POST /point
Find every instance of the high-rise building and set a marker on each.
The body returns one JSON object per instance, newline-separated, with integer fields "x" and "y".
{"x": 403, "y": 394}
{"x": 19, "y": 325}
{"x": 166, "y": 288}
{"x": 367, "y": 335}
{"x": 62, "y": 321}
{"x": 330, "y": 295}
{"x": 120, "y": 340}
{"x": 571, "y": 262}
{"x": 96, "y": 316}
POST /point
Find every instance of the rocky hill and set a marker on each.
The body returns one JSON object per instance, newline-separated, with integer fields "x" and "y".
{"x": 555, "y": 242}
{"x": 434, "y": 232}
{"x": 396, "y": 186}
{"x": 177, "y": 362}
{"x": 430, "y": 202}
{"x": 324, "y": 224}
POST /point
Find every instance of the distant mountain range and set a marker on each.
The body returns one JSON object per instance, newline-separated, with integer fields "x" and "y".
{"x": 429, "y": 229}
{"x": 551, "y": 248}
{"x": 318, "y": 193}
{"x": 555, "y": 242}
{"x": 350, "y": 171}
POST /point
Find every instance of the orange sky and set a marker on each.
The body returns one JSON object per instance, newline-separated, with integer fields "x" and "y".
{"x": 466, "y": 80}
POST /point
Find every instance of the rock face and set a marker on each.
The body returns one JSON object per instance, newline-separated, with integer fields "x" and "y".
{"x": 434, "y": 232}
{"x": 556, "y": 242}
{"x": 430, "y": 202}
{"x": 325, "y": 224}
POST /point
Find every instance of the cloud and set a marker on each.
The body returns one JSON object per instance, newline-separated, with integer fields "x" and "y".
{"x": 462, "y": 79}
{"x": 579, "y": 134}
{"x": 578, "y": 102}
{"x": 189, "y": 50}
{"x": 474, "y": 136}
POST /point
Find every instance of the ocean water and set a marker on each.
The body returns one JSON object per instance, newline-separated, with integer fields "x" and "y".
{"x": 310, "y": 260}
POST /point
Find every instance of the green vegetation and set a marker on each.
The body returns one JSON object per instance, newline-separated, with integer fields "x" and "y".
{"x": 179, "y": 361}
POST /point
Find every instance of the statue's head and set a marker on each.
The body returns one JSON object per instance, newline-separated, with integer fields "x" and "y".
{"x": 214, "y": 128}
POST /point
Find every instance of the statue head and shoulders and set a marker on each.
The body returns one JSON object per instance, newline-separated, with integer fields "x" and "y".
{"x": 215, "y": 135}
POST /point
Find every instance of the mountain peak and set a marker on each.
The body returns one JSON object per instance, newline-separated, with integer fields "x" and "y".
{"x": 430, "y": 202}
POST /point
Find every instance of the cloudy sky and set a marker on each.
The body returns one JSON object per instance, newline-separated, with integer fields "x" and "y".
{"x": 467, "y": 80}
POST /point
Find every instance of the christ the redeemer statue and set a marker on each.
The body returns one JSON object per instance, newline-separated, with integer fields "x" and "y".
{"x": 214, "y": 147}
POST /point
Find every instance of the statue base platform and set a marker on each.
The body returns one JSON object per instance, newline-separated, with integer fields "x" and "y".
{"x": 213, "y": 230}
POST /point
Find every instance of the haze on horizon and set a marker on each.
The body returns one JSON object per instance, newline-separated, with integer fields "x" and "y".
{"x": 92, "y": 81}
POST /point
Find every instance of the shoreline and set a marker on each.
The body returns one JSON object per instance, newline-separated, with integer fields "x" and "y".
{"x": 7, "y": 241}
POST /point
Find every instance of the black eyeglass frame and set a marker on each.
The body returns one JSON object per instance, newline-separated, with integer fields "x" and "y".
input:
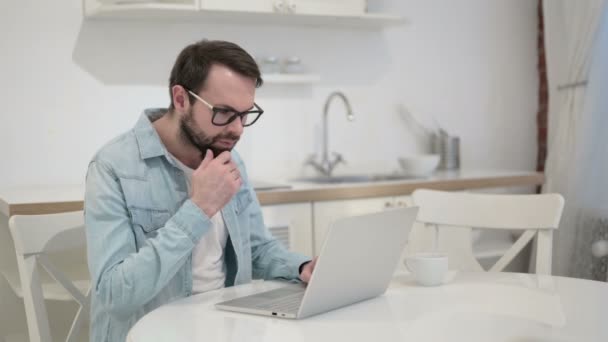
========================================================================
Count the lines in the entries above that contain the string "statue", treating uppercase and lowercase as different. Give only the number.

* _Completed task_:
4